# ASSIGNMENT
The answer is to be the data below, written out in full and exactly.

# Dataset items
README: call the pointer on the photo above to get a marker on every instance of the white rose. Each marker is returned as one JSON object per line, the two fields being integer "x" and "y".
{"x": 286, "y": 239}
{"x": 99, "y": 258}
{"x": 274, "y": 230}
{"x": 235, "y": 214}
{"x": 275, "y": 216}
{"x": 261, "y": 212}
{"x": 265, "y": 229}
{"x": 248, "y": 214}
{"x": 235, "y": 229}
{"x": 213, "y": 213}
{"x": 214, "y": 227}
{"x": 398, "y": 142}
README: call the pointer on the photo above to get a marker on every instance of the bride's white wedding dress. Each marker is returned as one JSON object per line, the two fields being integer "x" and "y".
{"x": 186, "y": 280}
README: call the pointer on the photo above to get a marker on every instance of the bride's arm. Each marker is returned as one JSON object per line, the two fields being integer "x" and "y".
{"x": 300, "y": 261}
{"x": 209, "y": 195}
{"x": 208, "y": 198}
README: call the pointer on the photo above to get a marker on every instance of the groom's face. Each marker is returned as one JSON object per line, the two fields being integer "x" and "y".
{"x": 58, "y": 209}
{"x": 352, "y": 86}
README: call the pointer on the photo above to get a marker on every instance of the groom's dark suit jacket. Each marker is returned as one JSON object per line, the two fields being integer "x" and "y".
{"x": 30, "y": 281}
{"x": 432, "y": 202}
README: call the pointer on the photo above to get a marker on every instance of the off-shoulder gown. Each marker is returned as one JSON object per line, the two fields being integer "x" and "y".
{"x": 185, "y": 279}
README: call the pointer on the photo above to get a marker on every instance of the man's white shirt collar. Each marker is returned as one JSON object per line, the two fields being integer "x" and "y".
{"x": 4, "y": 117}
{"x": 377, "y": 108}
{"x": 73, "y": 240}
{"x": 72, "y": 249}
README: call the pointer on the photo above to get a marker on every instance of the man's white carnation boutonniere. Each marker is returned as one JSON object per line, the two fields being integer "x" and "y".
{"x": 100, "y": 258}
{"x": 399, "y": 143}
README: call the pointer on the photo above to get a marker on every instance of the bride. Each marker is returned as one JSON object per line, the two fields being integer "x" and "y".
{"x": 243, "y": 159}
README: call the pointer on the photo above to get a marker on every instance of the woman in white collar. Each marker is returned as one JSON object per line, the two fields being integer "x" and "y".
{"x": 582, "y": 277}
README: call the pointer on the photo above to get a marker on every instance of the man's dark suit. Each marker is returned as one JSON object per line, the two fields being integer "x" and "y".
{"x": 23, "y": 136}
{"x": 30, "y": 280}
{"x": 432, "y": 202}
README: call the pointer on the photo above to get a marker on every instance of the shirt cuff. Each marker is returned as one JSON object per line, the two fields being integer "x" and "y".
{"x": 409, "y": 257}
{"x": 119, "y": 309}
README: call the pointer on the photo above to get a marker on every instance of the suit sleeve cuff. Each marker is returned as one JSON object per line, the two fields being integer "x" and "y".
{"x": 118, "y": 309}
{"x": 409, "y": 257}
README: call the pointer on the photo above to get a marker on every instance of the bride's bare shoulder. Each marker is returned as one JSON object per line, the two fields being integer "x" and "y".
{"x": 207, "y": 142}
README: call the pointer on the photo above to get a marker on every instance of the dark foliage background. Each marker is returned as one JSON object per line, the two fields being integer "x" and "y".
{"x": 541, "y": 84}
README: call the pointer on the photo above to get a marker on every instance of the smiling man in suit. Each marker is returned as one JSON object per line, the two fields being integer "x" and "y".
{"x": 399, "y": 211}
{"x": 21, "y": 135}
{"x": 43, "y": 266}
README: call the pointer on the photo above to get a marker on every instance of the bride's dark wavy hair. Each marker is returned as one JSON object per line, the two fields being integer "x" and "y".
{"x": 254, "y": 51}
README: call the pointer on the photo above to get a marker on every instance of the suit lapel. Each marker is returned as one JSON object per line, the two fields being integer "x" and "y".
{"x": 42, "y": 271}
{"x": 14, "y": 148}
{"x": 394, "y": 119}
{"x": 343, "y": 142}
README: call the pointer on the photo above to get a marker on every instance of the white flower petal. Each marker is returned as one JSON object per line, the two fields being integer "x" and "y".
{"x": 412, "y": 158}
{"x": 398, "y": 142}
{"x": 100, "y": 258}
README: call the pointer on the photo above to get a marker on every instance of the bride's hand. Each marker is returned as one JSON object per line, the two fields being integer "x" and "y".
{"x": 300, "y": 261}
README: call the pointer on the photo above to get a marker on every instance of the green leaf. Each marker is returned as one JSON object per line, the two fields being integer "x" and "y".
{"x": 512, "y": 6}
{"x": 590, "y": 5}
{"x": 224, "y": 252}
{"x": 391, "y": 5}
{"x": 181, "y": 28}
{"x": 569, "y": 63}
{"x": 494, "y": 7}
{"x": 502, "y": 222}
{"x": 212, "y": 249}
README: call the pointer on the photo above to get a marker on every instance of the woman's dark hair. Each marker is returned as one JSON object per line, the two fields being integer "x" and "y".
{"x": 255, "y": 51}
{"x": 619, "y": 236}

# TASK ANSWER
README: call the pointer on the photo above to get a marker on every instance of the white rose. Each marker is returned as one JSON object per line, the two fields being integer "x" and "y".
{"x": 286, "y": 239}
{"x": 99, "y": 258}
{"x": 274, "y": 230}
{"x": 235, "y": 214}
{"x": 275, "y": 216}
{"x": 261, "y": 212}
{"x": 265, "y": 229}
{"x": 248, "y": 214}
{"x": 235, "y": 229}
{"x": 213, "y": 213}
{"x": 214, "y": 227}
{"x": 398, "y": 142}
README: call the pointer on the photo above to get a marker on every instance of the bride's white wedding dress. Each marker is returned as one JSON object per line, the two fields being integer "x" and "y".
{"x": 186, "y": 280}
README: call the pointer on the photo above to get a marker on every instance of the bride's arm. Each marker is returned as one JSON object per line, the two fields being integer "x" and "y".
{"x": 300, "y": 261}
{"x": 209, "y": 195}
{"x": 208, "y": 198}
README: call the pointer on the photo above to get a marker on every instance of the groom's face. Each marker is returned as one JSON object per line, the two fields being integer "x" and "y".
{"x": 58, "y": 209}
{"x": 352, "y": 86}
README: call the pointer on the photo above to get a marker on every instance of the groom's dark suit jacket. Each marker is returned as one JSON object per line, the two fields being integer "x" and "y".
{"x": 30, "y": 281}
{"x": 432, "y": 202}
README: call the pointer on the photo above to get a marker on every instance of the off-shoulder gown. Each marker is returned as one JSON object per line, the two fields being integer "x" and "y".
{"x": 185, "y": 279}
README: call the pointer on the photo above to get a marker on every instance of the man's white shirt collar. Each marker is returned as one JSON object per line, the two fields being integer "x" and "y".
{"x": 4, "y": 117}
{"x": 377, "y": 108}
{"x": 73, "y": 240}
{"x": 72, "y": 249}
README: call the pointer on the photo above to get a marker on every instance of the man's white carnation boutonniere. Each marker is returned as one JSON object per line, the two fields being integer "x" and "y".
{"x": 100, "y": 258}
{"x": 399, "y": 143}
README: call the pointer on the photo above to get a marker on every instance of the bride. Each marker is returned as one JSON object per line, the two fields being integer "x" and "y".
{"x": 243, "y": 159}
README: call the pointer on the photo above to get a marker on every instance of the woman in white collar. Each marker is returned as one JSON object per line, the two fields being integer "x" and "y".
{"x": 582, "y": 277}
README: call the pointer on the photo above to get a marker on every instance of the man's dark suit. Each marker is returned as one JSON object per line, the two fields being integer "x" and "y".
{"x": 23, "y": 136}
{"x": 30, "y": 280}
{"x": 432, "y": 202}
README: call the pointer on the photo above to get a marker on every instance of the shirt cuff. Each marker is returned as one JSON object per line, the two fields being integer "x" and "y".
{"x": 409, "y": 257}
{"x": 119, "y": 309}
README: call the pointer on the photo above to get a marker on every instance of the suit sleeve cuff. Each marker is returned as one JSON object per line, the two fields being integer "x" and "y".
{"x": 118, "y": 309}
{"x": 409, "y": 257}
README: call the pointer on the photo above to get a marker on every instance of the bride's bare shoulder. Each marker is returned as one JSON object per line, the two fields being integer "x" and "y".
{"x": 207, "y": 142}
README: call the pointer on the photo above to get a marker on every instance of the dark foliage background. Each marker is returned as one JSON object per line, the two fields being integer "x" and "y".
{"x": 541, "y": 84}
README: call the pointer on the photo above to get a marker on every instance of the smiling man in suit. Each marker is returned as one JSON object per line, the two fields being integer "x" and "y".
{"x": 399, "y": 211}
{"x": 21, "y": 135}
{"x": 43, "y": 266}
README: call the pointer on the photo above to get a marker on every instance of the bride's dark wavy hair. Each marker is returned as one JSON object per line, the two fields being integer "x" and "y".
{"x": 254, "y": 51}
README: call the pointer on the photo above to get a marker on every instance of the suit lapel. Each marker is returned as one JSON object per line, the two fields being integer "x" and "y".
{"x": 42, "y": 271}
{"x": 14, "y": 148}
{"x": 394, "y": 119}
{"x": 343, "y": 142}
README: call the pointer on the photo above to get a marker on every instance of the white flower petal. Each marker is returned as one JSON object per line, the two fields being integer "x" and "y".
{"x": 412, "y": 158}
{"x": 398, "y": 142}
{"x": 100, "y": 258}
README: call the pointer on the photo above to get a marker on every instance of the bride's hand. Each marker is returned as one JSON object per line, the two fields being integer "x" and "y".
{"x": 300, "y": 261}
README: call the pointer on the photo above to get a marker on every instance of the green leaf. Each marker is returned as one JSON object per line, the two fields being integer "x" and "y".
{"x": 512, "y": 6}
{"x": 590, "y": 5}
{"x": 224, "y": 252}
{"x": 391, "y": 5}
{"x": 181, "y": 28}
{"x": 569, "y": 63}
{"x": 494, "y": 7}
{"x": 502, "y": 222}
{"x": 212, "y": 249}
README: call the pointer on the photo above to get a marker on every instance of the woman's dark hair. Each marker is returned as one JSON object per line, the two fields being integer "x" and "y".
{"x": 255, "y": 51}
{"x": 619, "y": 236}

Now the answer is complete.